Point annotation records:
***
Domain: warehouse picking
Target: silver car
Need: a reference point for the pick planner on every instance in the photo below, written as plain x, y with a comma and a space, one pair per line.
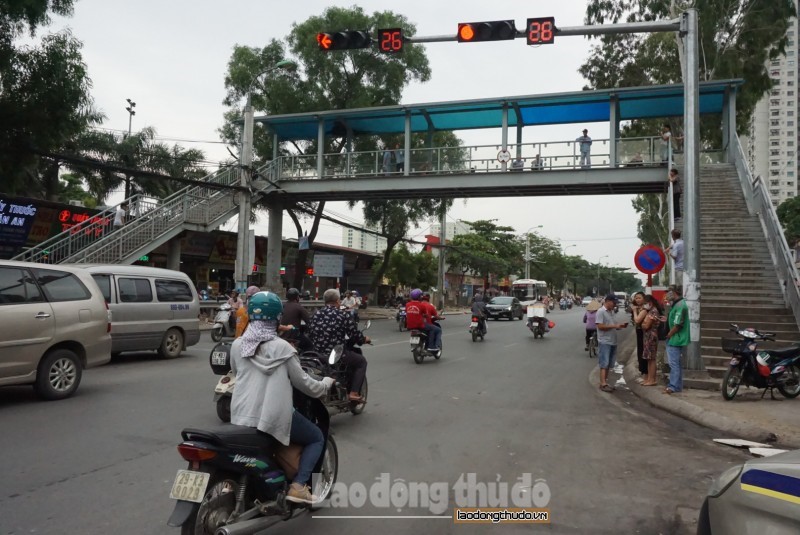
54, 323
760, 497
***
* _WHAT TO DO_: Update the records by replacing "silver" with "gray" and keeping every other line unchanged. Leave the pictures out.

* _EXPECTED OUTPUT_:
Domain: warehouse picking
Target: gray car
Need: a reference point for the pick planner on every instance in the photo below, written as plain x, y with a comma and a space, one pair per line.
54, 323
760, 497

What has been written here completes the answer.